-- Begin Data for this exercise --
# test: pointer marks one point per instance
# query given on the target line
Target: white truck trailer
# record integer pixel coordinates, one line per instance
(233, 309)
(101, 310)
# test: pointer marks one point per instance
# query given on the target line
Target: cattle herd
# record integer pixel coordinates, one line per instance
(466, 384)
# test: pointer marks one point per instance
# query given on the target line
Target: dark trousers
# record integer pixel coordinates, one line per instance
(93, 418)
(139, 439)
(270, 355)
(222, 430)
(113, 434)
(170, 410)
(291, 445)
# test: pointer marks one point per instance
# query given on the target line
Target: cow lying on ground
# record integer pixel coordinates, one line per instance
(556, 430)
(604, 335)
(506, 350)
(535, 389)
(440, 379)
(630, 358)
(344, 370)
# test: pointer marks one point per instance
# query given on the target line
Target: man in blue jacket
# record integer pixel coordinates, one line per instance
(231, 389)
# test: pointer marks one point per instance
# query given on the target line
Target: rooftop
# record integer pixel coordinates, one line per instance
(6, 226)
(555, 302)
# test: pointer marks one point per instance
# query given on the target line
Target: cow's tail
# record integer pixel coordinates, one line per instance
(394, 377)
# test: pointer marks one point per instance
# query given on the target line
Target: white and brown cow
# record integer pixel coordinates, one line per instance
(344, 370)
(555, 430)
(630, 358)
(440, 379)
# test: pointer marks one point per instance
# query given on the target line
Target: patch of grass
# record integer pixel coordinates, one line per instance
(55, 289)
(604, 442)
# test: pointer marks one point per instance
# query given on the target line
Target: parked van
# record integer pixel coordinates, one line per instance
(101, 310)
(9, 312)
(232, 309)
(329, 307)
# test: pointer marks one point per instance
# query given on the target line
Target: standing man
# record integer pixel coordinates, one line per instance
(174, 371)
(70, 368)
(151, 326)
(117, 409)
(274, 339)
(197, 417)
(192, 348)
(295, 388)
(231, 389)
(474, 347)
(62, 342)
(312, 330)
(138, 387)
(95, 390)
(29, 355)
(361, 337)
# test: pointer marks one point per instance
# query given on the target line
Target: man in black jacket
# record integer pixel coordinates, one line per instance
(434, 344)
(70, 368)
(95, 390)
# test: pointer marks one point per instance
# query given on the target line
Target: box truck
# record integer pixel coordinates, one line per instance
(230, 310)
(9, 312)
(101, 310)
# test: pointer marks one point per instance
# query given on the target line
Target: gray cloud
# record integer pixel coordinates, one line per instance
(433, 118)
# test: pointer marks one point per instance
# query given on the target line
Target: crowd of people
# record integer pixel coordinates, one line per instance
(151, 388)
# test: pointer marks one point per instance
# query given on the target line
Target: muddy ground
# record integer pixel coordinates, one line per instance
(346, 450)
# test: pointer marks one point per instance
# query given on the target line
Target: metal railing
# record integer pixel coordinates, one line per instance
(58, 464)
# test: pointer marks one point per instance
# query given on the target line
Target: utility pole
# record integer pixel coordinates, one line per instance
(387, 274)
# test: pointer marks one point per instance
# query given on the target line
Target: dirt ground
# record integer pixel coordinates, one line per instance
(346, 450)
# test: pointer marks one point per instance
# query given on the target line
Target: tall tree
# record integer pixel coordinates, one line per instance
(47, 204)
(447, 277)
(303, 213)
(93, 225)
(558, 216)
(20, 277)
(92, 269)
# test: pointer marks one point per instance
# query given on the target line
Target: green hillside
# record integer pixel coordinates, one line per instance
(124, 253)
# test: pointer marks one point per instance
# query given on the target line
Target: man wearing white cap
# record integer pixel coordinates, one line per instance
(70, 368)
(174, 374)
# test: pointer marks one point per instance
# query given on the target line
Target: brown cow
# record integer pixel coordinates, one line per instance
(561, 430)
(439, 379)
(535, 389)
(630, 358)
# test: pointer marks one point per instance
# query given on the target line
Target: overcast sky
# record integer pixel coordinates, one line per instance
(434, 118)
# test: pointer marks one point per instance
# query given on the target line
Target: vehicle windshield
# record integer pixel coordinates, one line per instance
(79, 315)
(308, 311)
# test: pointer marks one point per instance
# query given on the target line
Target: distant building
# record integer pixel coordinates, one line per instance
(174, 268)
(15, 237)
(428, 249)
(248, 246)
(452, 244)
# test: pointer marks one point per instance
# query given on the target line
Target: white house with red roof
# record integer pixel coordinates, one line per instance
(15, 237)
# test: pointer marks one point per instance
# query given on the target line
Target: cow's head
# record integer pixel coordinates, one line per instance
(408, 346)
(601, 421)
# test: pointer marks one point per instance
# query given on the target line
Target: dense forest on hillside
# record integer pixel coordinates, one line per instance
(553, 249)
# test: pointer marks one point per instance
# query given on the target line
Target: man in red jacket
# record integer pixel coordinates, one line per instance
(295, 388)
-- End Data for this exercise --
* What you will do *
Each record must be returned exactly as it is written.

* Exercise solution *
# test: pointer marks one point per instance
# query given on the target line
Target: white truck trailer
# record integer pixel coordinates, one line per instance
(233, 309)
(101, 310)
# test: pointer marks one point per instance
# query given on the target line
Target: cattle herd
# record integer pixel coordinates, one line per instance
(466, 384)
# test: pointer marks one point per instance
# query given on the target line
Target: dark trousers
# record integer pixel coordinates, one line per instance
(93, 418)
(139, 439)
(270, 355)
(222, 430)
(113, 434)
(170, 410)
(291, 445)
# test: pointer marks one point per instance
# query given on the target line
Target: cow lying on ground
# record integer pixel coordinates, one line per instance
(556, 430)
(604, 335)
(506, 350)
(535, 389)
(440, 379)
(630, 358)
(344, 370)
# test: pointer marks one point per instance
# query given on the target line
Target: man in blue jacket
# record integer pixel coordinates, one line per instance
(231, 389)
# test: pointer marks one point per instance
# query given on the target line
Target: rooftop
# record integer pixel coordinates, one line per instance
(6, 226)
(555, 302)
# test: pointer marks one point per instance
# query given on the target line
Target: cow's tail
# record integer pixel coordinates, one line per instance
(394, 377)
# test: pointer marks one point per instance
# query given on the target line
Target: white and brown cow
# record integer pixel coordinates, one line per instance
(344, 370)
(555, 430)
(630, 358)
(440, 379)
# test: pointer marks one point per instance
# query given on the target line
Target: patch of grass
# record integer pixel coordinates, one line per instance
(55, 289)
(604, 442)
# test: pointer marks one point per instance
# query given on the target line
Target: parked van
# record integer pixel coordinates, one line per instance
(101, 310)
(9, 312)
(232, 309)
(329, 307)
# test: pointer marks one point per instance
# query given on the target line
Target: standing man
# record integer pixel coordinates, one line per instance
(174, 371)
(70, 368)
(151, 326)
(117, 409)
(274, 339)
(197, 417)
(192, 348)
(295, 388)
(231, 389)
(474, 347)
(62, 342)
(312, 330)
(138, 387)
(95, 390)
(29, 355)
(361, 337)
# test: pointer marks one point per instance
# query given on the target line
Target: man in black jacket
# record integer pixel coordinates, one line per instance
(434, 344)
(70, 368)
(95, 390)
# test: pointer marks one point per instance
# query given on the target line
Target: box truck
# record integer pixel coordinates, one line per instance
(230, 310)
(9, 312)
(101, 310)
# test: pointer marks one point per instance
# query given on the target line
Target: gray cloud
# record integer pixel coordinates, one line per instance
(433, 118)
# test: pointer marks one point per instance
# query given on the target line
Target: crowd of people
# record integer pixel coordinates, one line per instance
(151, 388)
# test: pointer marks one point per instance
# query given on the target line
Target: muddy ground
# record integer pixel coordinates, one line per instance
(346, 450)
# test: pointer marks one point per instance
# query given on the target line
Target: metal railing
# record integer pixel coordinates, one line per instance
(58, 464)
# test: pointer marks one point per instance
# query given on the target line
Target: utility pole
# record integer pixel coordinates, one line per instance
(387, 274)
# test: pointer marks one point per instance
# query given on the target line
Target: dirt ground
# record integer pixel coordinates, one line per instance
(346, 450)
# test: pointer marks one point per instance
# query given on the target line
Target: tall tree
# record integer pixel coordinates, one line per instance
(47, 204)
(447, 277)
(303, 213)
(93, 225)
(558, 216)
(20, 277)
(92, 269)
# test: pointer marks one point per instance
# query given on the target line
Target: green hillside
# record integer pixel coordinates, one line per instance
(124, 253)
# test: pointer marks one point per instance
# query given on the target line
Target: man wearing white cap
# record integer pixel coordinates, one line per instance
(70, 368)
(174, 374)
# test: pointer marks one point per instance
# query given on the target line
Target: brown cow
# record integer pixel coordinates, one line per instance
(561, 430)
(439, 379)
(535, 389)
(630, 358)
# test: pointer marks one point per instance
# query given on the target line
Target: overcast sky
# record integer pixel coordinates, one line per instance
(434, 118)
# test: pointer marks one point per instance
# query given on the target line
Target: vehicle windshield
# record integer pixel coordinates, one line per instance
(79, 315)
(308, 311)
# test: pointer marks one point per instance
# query given on the target line
Target: distant building
# record integer pixel coordinates, one line per instance
(174, 268)
(15, 237)
(428, 249)
(248, 246)
(452, 244)
# test: pointer marks one point per instance
# query given on the target line
Target: white house with red roof
# record integer pixel coordinates, one line per instance
(15, 237)
# test: pointer marks one point per instance
# query given on the target line
Target: cow's head
# record integer pixel coordinates, one line per instance
(408, 346)
(601, 421)
# test: pointer marks one point per instance
# query given on the target line
Target: dense forest on hillside
# record integer pixel coordinates, one line per instance
(553, 249)
# test: pointer marks one point per instance
# query given on the target line
Target: man in red jacket
# record integer pixel coordinates, one line per instance
(295, 388)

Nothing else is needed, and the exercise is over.